• **SHORT TASK**:
Can you reproduce word for word, from the items below, only the stretch from the line containing "Search for clear" through the line containing "[604,497,671,610]", with both of those lines included?
========================================
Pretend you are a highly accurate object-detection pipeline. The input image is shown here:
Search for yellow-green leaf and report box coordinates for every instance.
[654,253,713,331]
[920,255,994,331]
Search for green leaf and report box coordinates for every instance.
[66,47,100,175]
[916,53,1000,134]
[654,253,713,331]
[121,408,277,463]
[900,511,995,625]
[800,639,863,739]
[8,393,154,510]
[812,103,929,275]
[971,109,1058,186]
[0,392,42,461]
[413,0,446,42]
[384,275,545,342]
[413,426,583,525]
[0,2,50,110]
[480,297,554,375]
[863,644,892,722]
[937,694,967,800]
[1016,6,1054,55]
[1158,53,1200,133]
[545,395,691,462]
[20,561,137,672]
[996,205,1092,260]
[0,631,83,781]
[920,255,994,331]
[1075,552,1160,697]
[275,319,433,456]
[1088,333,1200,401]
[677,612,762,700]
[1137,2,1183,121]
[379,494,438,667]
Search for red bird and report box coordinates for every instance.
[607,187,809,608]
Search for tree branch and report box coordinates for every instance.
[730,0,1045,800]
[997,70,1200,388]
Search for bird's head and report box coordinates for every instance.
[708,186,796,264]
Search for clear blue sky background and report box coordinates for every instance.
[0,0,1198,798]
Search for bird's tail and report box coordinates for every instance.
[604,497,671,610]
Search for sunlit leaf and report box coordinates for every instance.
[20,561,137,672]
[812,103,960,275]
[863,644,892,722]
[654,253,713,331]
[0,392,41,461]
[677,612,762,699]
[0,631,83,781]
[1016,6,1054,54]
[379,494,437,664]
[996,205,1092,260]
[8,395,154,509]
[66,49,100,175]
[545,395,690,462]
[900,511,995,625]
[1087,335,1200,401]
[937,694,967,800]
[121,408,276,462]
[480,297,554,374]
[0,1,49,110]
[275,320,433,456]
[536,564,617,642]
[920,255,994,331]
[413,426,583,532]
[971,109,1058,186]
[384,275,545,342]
========================================
• **RESPONSE TO THIS EXERCISE**:
Search for clear blue sky background and report box coordinates for every instance.
[0,0,1198,798]
Search for bird's tail and report box coordinates for every instance.
[604,497,671,610]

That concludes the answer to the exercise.